EXERCISES:
**A)** In the passage about The Cranberries, transcribe the text from "As I grew up, The" to "our wedding songs.".
**B)** According to the passage about The Cranberries, what three things did the music teach the writer?
**C)** Condense the paragraph of the passage about The Cranberries that begins "When I was old enough" into two sentences, keeping its main facts.

PASSAGE:
##########
I began listening to The Cranberries when I was in 4th grade. It was music that was introduced to me by my older sister, who at the time would drive me around town with music blaring as I wore my tiny Doc Martens. Since their beginning, The Cranberries symbolized self-affirmation. The music has always been elegant, raw, and it meant ‘giving zero fucks’ before that was even a thing.

As I grew up, The Cranberries became a coping mechanism that broke me down, healed me, and built me back up during some of the most difficult times in my life. As a queer man, their music was solace and Dolores O’Riordan the manifestation of the years of confusion, bullying, and search to be comfortable in my own skin. It was this music that guided me through my coming out and taught me how to love, how to lose and how to forgive. And now, in my adult life, her music has set a foundation for love, since my partner and I selected Dreams as one of our wedding songs.

When I was old enough to finally be able to attend their concert, I had the opportunity to experience a concert during Dolores’ solo career. After three songs at the House of Blues on Sunset, her drummer dropped to the ground in a seizure and the show ended abruptly. I was devastated that I would not be able to enjoy more of her music live.
##########
SUPPLIED ENTRIES:
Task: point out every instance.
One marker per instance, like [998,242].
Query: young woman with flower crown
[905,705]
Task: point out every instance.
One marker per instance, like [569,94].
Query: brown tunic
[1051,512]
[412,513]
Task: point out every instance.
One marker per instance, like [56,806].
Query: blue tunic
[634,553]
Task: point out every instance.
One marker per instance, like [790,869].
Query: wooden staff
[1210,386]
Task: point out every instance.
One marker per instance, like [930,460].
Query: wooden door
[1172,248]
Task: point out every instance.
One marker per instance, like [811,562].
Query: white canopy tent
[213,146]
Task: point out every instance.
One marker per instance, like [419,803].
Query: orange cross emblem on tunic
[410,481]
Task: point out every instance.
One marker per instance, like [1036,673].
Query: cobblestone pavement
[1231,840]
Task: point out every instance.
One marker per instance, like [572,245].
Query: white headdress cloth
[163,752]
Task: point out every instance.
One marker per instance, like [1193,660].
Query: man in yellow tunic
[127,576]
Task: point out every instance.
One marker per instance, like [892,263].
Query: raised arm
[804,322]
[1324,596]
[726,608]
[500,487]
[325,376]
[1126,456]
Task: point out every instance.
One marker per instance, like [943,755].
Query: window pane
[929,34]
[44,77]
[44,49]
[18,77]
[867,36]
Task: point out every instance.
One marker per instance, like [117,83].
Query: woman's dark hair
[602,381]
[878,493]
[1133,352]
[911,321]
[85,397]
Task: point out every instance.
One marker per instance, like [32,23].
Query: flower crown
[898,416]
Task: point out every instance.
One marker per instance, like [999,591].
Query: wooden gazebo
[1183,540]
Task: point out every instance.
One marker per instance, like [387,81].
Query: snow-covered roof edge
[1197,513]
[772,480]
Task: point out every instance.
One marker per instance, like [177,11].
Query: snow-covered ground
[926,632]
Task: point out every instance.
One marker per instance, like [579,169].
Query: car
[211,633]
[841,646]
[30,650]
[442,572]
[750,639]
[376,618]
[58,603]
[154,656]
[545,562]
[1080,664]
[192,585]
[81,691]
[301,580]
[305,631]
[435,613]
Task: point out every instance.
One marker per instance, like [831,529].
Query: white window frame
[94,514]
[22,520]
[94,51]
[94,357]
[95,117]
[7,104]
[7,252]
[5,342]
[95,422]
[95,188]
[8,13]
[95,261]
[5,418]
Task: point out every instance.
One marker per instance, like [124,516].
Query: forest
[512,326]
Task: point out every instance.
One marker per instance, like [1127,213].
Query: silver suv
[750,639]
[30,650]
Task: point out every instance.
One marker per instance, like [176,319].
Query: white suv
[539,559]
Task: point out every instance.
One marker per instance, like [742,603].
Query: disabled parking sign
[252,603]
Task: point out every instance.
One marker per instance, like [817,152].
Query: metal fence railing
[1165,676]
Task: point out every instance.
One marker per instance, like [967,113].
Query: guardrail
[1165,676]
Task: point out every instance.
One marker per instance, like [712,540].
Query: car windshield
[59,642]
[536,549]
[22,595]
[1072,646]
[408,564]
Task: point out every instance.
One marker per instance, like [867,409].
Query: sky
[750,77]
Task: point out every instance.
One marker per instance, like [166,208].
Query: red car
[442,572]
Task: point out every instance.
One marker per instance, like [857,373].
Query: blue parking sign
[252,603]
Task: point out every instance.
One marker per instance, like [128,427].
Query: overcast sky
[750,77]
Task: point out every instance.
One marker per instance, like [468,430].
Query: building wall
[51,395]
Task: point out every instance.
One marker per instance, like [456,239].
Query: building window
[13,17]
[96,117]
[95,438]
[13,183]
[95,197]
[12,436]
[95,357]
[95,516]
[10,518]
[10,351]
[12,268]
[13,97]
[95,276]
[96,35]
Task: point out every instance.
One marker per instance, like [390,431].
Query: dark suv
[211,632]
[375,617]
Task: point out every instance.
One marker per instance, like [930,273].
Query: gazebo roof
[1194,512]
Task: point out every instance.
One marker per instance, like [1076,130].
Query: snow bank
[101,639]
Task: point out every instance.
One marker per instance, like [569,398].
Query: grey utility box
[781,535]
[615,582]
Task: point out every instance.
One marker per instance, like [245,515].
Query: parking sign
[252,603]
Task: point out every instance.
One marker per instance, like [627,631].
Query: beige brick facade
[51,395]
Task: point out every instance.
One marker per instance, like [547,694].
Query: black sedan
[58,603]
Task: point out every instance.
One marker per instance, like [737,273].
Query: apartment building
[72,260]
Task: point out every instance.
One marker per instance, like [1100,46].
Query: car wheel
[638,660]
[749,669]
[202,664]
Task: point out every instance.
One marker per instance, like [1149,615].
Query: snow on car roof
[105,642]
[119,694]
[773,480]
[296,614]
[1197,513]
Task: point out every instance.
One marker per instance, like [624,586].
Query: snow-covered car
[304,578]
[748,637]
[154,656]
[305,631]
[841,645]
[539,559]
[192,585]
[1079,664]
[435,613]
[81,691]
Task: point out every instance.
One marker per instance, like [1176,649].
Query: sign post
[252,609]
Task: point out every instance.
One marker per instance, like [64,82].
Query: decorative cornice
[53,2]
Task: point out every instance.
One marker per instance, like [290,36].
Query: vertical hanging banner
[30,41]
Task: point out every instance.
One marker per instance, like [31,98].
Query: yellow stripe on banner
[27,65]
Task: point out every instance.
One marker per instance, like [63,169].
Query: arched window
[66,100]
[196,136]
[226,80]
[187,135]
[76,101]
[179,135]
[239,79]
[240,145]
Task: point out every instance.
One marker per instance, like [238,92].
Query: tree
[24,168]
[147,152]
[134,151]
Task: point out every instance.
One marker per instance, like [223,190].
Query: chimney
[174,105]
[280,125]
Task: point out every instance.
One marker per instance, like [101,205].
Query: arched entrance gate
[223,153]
##########
SOLUTIONS TO EACH TASK:
**A)**
As I grew up, The Cranberries became a coping mechanism that broke me down, healed me, and built me back up during some of the most difficult times in my life. As a queer man, their music was solace and Dolores O’Riordan the manifestation of the years of confusion, bullying, and search to be comfortable in my own skin. It was this music that guided me through my coming out and taught me how to love, how to lose and how to forgive. And now, in my adult life, her music has set a foundation for love, since my partner and I selected Dreams as one of our wedding songs.

**B)**
- How to love
- How to lose
- How to forgive

**C)** Once old enough to attend a concert, the writer saw Dolores during her solo career at the House of Blues on Sunset, but the show ended abruptly after three songs when her drummer collapsed in a seizure. The writer was devastated at not getting to enjoy more of her music live.